**Work to complete:** Copy the entire listing below word for word, but leave out the pictures.

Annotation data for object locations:

= = =

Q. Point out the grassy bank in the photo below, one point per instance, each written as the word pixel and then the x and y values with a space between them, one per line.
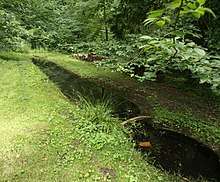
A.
pixel 44 137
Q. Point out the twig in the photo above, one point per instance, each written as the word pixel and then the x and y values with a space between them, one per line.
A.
pixel 138 118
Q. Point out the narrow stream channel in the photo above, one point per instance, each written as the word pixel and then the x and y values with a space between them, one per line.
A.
pixel 166 149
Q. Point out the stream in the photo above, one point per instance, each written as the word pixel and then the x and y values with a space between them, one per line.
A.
pixel 165 149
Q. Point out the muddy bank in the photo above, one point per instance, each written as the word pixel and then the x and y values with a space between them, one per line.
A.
pixel 190 154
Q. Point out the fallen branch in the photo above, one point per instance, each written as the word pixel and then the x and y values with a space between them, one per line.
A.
pixel 138 118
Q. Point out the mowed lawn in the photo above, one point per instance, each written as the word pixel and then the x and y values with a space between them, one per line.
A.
pixel 45 137
pixel 29 105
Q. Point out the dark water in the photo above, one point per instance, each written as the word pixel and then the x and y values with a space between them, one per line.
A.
pixel 171 151
pixel 72 85
pixel 178 153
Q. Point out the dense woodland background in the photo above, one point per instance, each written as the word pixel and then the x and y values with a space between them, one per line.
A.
pixel 144 38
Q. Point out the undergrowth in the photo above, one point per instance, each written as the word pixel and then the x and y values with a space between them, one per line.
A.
pixel 44 137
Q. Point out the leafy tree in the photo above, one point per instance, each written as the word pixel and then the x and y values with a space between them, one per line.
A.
pixel 172 50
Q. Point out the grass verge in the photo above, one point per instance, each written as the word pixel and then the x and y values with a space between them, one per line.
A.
pixel 44 137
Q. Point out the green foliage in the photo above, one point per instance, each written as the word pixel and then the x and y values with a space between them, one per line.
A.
pixel 175 51
pixel 199 128
pixel 11 32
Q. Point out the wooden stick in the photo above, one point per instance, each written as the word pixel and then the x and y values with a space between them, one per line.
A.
pixel 138 118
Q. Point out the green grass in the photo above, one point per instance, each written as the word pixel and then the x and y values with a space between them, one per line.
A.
pixel 44 137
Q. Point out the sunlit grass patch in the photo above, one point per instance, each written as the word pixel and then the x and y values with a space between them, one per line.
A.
pixel 44 137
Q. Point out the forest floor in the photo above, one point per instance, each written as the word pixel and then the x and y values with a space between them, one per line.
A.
pixel 45 137
pixel 190 109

= = =

**Worked solution:**
Q. Point out the grassy bank in the photo below, one point per instance, each written as the word pixel and then the x and y values with a space between them, one per line.
A.
pixel 44 137
Q. Point out the twig in the photo above, one point per instance, each written as the word pixel and then the x and y values with a space between them, one per line.
A.
pixel 138 118
Q. Point out the narrow stream channel in the photo above, one point per instance, each written as the word pixel and then the x and y values with a space between them, one per line.
A.
pixel 166 149
Q. Point out the stream in the photo above, one point per instance, each written as the word pixel and then the x and y values with a space between them, one per line.
A.
pixel 165 149
Q. Point out the muddy bank in the photo above, one point per instance, each written as the word pixel and then the x and y values with a space between them, one per line.
A.
pixel 190 154
Q. Point out the fallen branch in the photo above, one point per instance, each written as the word pixel and then the x and y values with a space between them, one per line.
A.
pixel 138 118
Q. Point out the mowed lawn in the photo above, one point per instance, each written as the word pixel and then the x and y values with a space between them, one per line.
A.
pixel 45 137
pixel 29 105
Q. Point out the dark water in the photo above, one point per instance, each written as the word pixel and then the x and y values with a space between them, one per line.
A.
pixel 171 151
pixel 72 85
pixel 178 153
Q. Point out the dense woodland background in the photo above, one point per instance, each written as the word pixel and then the x and y values with a space between them, one per line.
A.
pixel 144 38
Q. Point out the undergrowth in the photo above, one point per instance, each written as the word pixel and then the x and y values with a space between them, one per line.
A.
pixel 44 137
Q. Point out the leafy tree in the photo above, one point per instance, each written as the word pixel and then the x and y values with a space between them, one per line.
A.
pixel 172 50
Q. Point out the grass verge in the photo above, one point per instance, each written as the word pixel and then the x and y values with a space between them, one per line.
A.
pixel 44 137
Q. Point out the green foliage in the photo above, one point per instance, each written as the word pixel and then the x and y values with a space between them, one per line.
A.
pixel 175 51
pixel 199 128
pixel 11 32
Q. Point out the wooden stick in the photo above, one point per instance, each written as the word pixel and then the x and y values with a space between them, one per line.
A.
pixel 138 118
Q. Point out the green grass in the photo above, one point per instance, each written as the word pixel and then the x and y values with a space between them, one per line.
A.
pixel 44 137
Q. Point out the sunlit grass patch in the photo above, one point per instance, each written as the word pixel and then the x and y values with a space between them, one per line.
A.
pixel 44 137
Q. Point out the forest floor in the photo above, one point per instance, each written as the word pixel and then the x and y values with a space between them, one per line.
A.
pixel 45 137
pixel 190 109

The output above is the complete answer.